(EXERCISE): In the entries below, how many lines include "background"? Reply with the number and nothing more.

** Opening DATA RECORDS block **

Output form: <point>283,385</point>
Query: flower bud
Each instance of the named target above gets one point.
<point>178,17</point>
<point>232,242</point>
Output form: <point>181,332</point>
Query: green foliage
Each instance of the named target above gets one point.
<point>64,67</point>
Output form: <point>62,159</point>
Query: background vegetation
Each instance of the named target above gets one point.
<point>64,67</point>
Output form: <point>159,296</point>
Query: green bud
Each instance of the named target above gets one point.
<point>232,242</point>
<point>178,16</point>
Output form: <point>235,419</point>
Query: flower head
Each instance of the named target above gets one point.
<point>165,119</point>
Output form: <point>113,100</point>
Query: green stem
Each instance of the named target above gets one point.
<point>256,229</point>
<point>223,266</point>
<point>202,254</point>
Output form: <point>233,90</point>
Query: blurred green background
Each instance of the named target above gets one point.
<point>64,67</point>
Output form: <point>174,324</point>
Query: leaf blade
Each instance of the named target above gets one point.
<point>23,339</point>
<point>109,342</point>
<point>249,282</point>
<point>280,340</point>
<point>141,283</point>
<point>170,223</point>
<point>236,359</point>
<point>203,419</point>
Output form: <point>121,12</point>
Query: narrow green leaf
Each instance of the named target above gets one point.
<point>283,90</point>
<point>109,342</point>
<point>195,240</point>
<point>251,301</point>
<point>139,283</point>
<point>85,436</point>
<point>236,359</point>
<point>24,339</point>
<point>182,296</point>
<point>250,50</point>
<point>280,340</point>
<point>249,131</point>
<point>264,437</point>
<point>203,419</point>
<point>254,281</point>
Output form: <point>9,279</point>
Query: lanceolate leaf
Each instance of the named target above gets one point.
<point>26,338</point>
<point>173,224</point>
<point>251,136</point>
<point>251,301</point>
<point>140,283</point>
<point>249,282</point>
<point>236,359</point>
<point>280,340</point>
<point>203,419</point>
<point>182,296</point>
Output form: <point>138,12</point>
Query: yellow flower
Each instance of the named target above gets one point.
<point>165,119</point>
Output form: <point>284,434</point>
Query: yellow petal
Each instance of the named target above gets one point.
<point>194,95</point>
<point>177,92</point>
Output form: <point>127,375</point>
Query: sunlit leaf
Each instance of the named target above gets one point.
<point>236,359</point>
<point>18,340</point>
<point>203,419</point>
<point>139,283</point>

** Closing DATA RECORDS block **

(EXERCISE RESULT): 2